## [STATED TASK 1]
Transcribe these records exactly, starting at the line that contains "Where can the bird's tail" and ending at the last line of the records.
[Start DOCUMENT SEGMENT]
Posted by Colleen Shirazi, Thursday, October 11, 2007 2:28 AM (Eastern)

"I want to give women an artificial perfume," said Chanel. "Yes, I really do mean artificial, like a dress, something that has been made. I don't want any rose or lily of the valley, I want a perfume that is a composition." No. 5 is famous for being the first perfume to heavily rely on synthetic floral aldehydes as a top note. Before synthetics, perfume either had to be applied very heavily before going out to ensure that the fragrance would last, or frequently throughout the night.

Chanel applied the French aesthetic theory that "ugly" placed next to "beautiful," by contrast, makes the beautiful object appear more so. In this era almost all perfumes were floral and "pretty" - designed to enhance a woman's beauty with more beauty. Instead of the scent of flowers, Coco wanted a perfume that "reflects my personality, something abstract and unique." She believed that a perfume should serve to spotlight a woman's natural beauty using contrast - i.e. the artificial perfume would make the woman's natural beauty more evident.


From Chanel No. 5 - Wikipedia, the free encyclopedia

I read the Chanel quotes quite some time ago, about No. 5 being a deliberately "un-beautiful" scent, but it took me a long time to fully grasp the theory. I think we are conditioned to perceive if we choose the most beautiful cosmetics and accessories, it will make us the most beautiful overall, but it's been some time since I believed that.
[End DOCUMENT SEGMENT]
## [STATED TASK 2]
Restate the post about Chanel No. 5 word for word, starting at "Posted by Colleen" and ending at "throughout the night.".
[Start LISTED RECORDS]
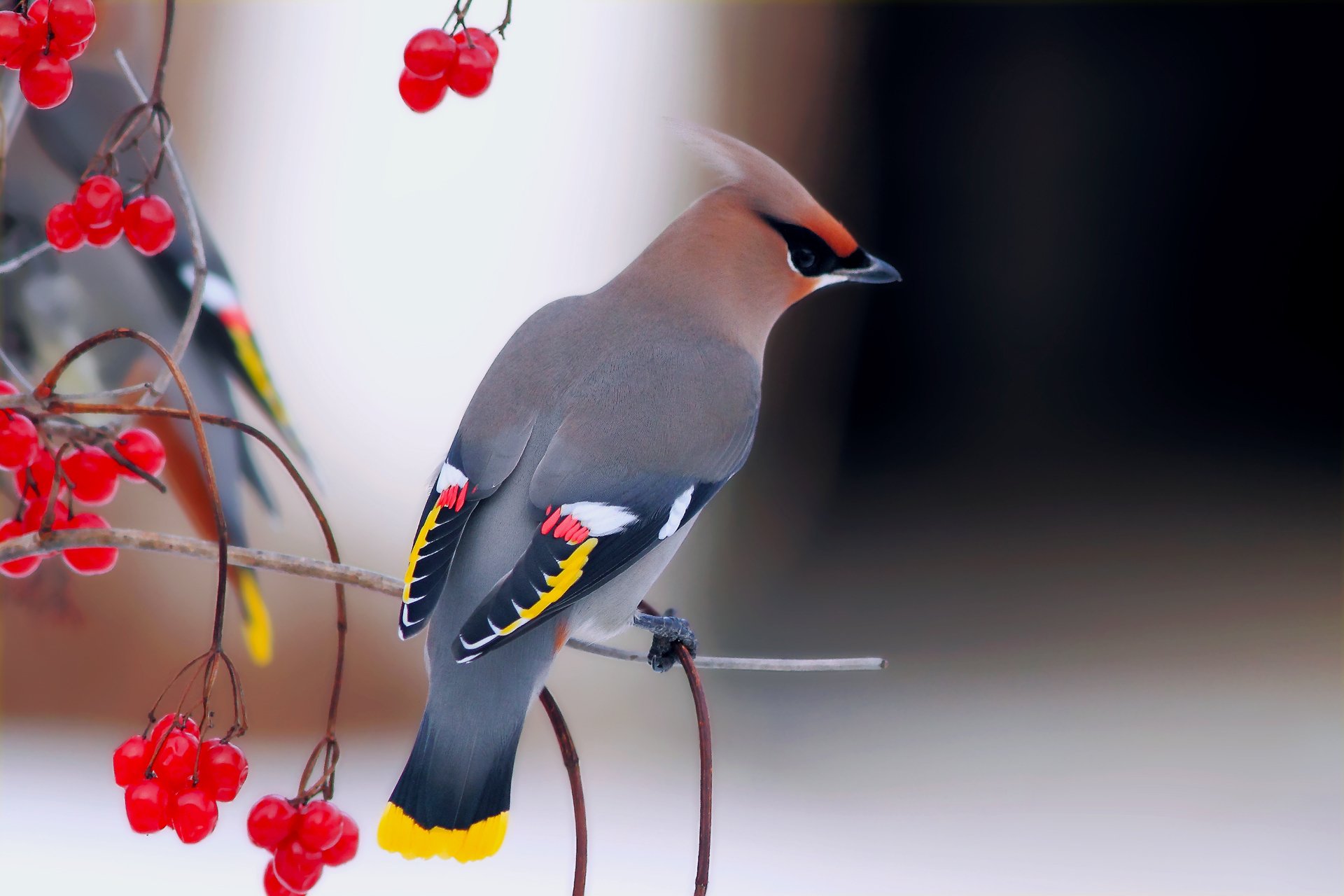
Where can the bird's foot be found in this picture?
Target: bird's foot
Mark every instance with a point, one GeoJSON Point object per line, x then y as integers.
{"type": "Point", "coordinates": [668, 631]}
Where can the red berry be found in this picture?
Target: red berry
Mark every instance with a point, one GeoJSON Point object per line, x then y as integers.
{"type": "Point", "coordinates": [36, 512]}
{"type": "Point", "coordinates": [18, 441]}
{"type": "Point", "coordinates": [14, 39]}
{"type": "Point", "coordinates": [36, 480]}
{"type": "Point", "coordinates": [104, 237]}
{"type": "Point", "coordinates": [143, 449]}
{"type": "Point", "coordinates": [421, 94]}
{"type": "Point", "coordinates": [20, 567]}
{"type": "Point", "coordinates": [430, 52]}
{"type": "Point", "coordinates": [270, 821]}
{"type": "Point", "coordinates": [97, 202]}
{"type": "Point", "coordinates": [131, 761]}
{"type": "Point", "coordinates": [64, 232]}
{"type": "Point", "coordinates": [176, 760]}
{"type": "Point", "coordinates": [298, 867]}
{"type": "Point", "coordinates": [194, 814]}
{"type": "Point", "coordinates": [71, 20]}
{"type": "Point", "coordinates": [473, 71]}
{"type": "Point", "coordinates": [147, 806]}
{"type": "Point", "coordinates": [150, 225]}
{"type": "Point", "coordinates": [46, 81]}
{"type": "Point", "coordinates": [223, 769]}
{"type": "Point", "coordinates": [480, 39]}
{"type": "Point", "coordinates": [89, 561]}
{"type": "Point", "coordinates": [92, 473]}
{"type": "Point", "coordinates": [273, 886]}
{"type": "Point", "coordinates": [319, 827]}
{"type": "Point", "coordinates": [169, 720]}
{"type": "Point", "coordinates": [344, 848]}
{"type": "Point", "coordinates": [69, 51]}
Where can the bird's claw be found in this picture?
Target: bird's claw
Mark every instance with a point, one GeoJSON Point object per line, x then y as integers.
{"type": "Point", "coordinates": [668, 631]}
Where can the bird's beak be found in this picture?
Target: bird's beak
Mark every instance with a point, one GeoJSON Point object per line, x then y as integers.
{"type": "Point", "coordinates": [875, 272]}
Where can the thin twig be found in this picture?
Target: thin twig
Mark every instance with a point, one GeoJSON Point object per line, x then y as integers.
{"type": "Point", "coordinates": [23, 258]}
{"type": "Point", "coordinates": [359, 578]}
{"type": "Point", "coordinates": [198, 246]}
{"type": "Point", "coordinates": [571, 764]}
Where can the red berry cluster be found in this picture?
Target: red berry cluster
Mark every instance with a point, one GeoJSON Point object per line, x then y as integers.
{"type": "Point", "coordinates": [302, 841]}
{"type": "Point", "coordinates": [172, 778]}
{"type": "Point", "coordinates": [99, 218]}
{"type": "Point", "coordinates": [41, 45]}
{"type": "Point", "coordinates": [88, 475]}
{"type": "Point", "coordinates": [437, 62]}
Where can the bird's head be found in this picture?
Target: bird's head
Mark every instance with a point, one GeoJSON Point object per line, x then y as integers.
{"type": "Point", "coordinates": [777, 229]}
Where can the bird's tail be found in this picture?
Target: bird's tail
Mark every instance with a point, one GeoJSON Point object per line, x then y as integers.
{"type": "Point", "coordinates": [257, 633]}
{"type": "Point", "coordinates": [454, 796]}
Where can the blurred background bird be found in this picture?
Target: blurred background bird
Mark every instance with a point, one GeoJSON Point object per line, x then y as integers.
{"type": "Point", "coordinates": [57, 300]}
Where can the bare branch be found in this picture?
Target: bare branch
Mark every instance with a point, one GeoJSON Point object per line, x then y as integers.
{"type": "Point", "coordinates": [198, 246]}
{"type": "Point", "coordinates": [23, 258]}
{"type": "Point", "coordinates": [368, 580]}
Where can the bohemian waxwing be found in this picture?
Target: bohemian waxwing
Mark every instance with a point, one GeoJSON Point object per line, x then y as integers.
{"type": "Point", "coordinates": [58, 300]}
{"type": "Point", "coordinates": [603, 429]}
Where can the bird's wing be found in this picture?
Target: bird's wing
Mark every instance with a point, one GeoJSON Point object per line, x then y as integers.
{"type": "Point", "coordinates": [460, 485]}
{"type": "Point", "coordinates": [634, 463]}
[End LISTED RECORDS]
## [SOLUTION 1]
Where can the bird's tail be found in this picture?
Target: bird's tail
Mark every instance with a point, one GeoJSON Point object per line, x then y as integers.
{"type": "Point", "coordinates": [257, 633]}
{"type": "Point", "coordinates": [454, 796]}
Where can the blurred background bird be found in this picture?
Target: blurred background bird
Mark every instance with a point, one GeoJSON Point object per line, x then y as integers.
{"type": "Point", "coordinates": [57, 300]}
Where can the bare branch be found in this picture?
Target: bare branch
Mark every instance with a point, one GeoJSON Point object per line, x then y as integers.
{"type": "Point", "coordinates": [198, 246]}
{"type": "Point", "coordinates": [23, 258]}
{"type": "Point", "coordinates": [368, 580]}
Where can the bohemian waxwing be found in this picture?
Target: bohemian waxwing
Mark every instance with a point, one GeoJSON Point object per line, x then y as integers.
{"type": "Point", "coordinates": [58, 300]}
{"type": "Point", "coordinates": [603, 429]}
Where can the bird's wing be found in this picture?
Target: bird's wing
Mark every instance with a point, one GeoJSON Point object per line, x then y as integers.
{"type": "Point", "coordinates": [460, 485]}
{"type": "Point", "coordinates": [634, 463]}

## [SOLUTION 2]
Posted by Colleen Shirazi, Thursday, October 11, 2007 2:28 AM (Eastern)

"I want to give women an artificial perfume," said Chanel. "Yes, I really do mean artificial, like a dress, something that has been made. I don't want any rose or lily of the valley, I want a perfume that is a composition." No. 5 is famous for being the first perfume to heavily rely on synthetic floral aldehydes as a top note. Before synthetics, perfume either had to be applied very heavily before going out to ensure that the fragrance would last, or frequently throughout the night.